Revise the items below, replacing each "plot-scouting record" with "garden survey log" and leaving every other part unchanged.

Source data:
————
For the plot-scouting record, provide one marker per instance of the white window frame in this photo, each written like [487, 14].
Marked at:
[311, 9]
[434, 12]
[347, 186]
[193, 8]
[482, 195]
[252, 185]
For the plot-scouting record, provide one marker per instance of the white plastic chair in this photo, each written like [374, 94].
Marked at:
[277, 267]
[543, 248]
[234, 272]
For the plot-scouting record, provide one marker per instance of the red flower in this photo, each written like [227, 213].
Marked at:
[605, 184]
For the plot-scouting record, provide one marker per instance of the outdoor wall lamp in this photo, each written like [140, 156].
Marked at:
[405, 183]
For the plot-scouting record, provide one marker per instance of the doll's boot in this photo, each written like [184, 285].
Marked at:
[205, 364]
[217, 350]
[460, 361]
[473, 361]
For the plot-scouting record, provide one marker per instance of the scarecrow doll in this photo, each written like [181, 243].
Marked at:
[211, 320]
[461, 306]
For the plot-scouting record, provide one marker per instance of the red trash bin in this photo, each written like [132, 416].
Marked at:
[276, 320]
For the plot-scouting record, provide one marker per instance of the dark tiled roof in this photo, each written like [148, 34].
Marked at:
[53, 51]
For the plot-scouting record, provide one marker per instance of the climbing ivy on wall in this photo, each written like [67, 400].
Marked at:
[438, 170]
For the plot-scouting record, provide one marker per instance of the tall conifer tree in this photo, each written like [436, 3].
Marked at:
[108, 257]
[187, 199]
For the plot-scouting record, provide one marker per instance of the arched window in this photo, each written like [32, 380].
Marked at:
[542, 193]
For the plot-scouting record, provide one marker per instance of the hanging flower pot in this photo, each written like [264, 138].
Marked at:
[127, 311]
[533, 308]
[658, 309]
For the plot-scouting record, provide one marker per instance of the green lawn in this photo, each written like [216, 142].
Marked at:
————
→ **Answer for the task**:
For the garden survey log, provide one marker per instance of the white window frame in this photo, each written like [487, 14].
Marked at:
[311, 9]
[434, 12]
[347, 186]
[193, 8]
[482, 195]
[252, 185]
For the garden survey log, provide one marker per instance of the white plastic chair in this photo, each written like [374, 94].
Marked at:
[277, 267]
[543, 248]
[234, 272]
For the garden survey log, provide one marker per instance of the red flower in this photo, each written like [227, 213].
Marked at:
[605, 184]
For the garden survey log, provide one marker per instance of the outdoor wall lamp in this photo, each written like [140, 156].
Marked at:
[405, 183]
For the garden survey log, provide one marker per instance of the doll's boot in this photo, each written like [184, 285].
Marked at:
[205, 364]
[217, 350]
[460, 361]
[473, 361]
For the garden survey log, provide one marker per instance of the scarecrow doll in this photo, each written like [181, 243].
Marked at:
[211, 320]
[461, 306]
For the garden survey log, provide one marker per instance of the red trash bin in this photo, each written like [132, 416].
Marked at:
[276, 320]
For the garden survey log, provide one marker per instance of the dark tiled roof in this photo, each written like [148, 34].
Marked at:
[53, 51]
For the garden survey log, provide one marker per instance of the climbing ivy on wall in this photo, each written like [67, 400].
Marked at:
[438, 170]
For the garden survey log, provide one marker per instance of the tall conifer tree in this photo, each written like [436, 3].
Marked at:
[108, 257]
[187, 199]
For the garden survey log, provide one marker per instance of the arched window in this photo, each written like [32, 380].
Marked at:
[542, 193]
For the garden survey log, provide one marker per instance of the hanging flower pot in this photo, each written like [264, 138].
Marked at:
[127, 311]
[533, 308]
[658, 309]
For the garden survey log, provide one marker per instance of the green lawn in this photo, each written like [216, 142].
Marked at:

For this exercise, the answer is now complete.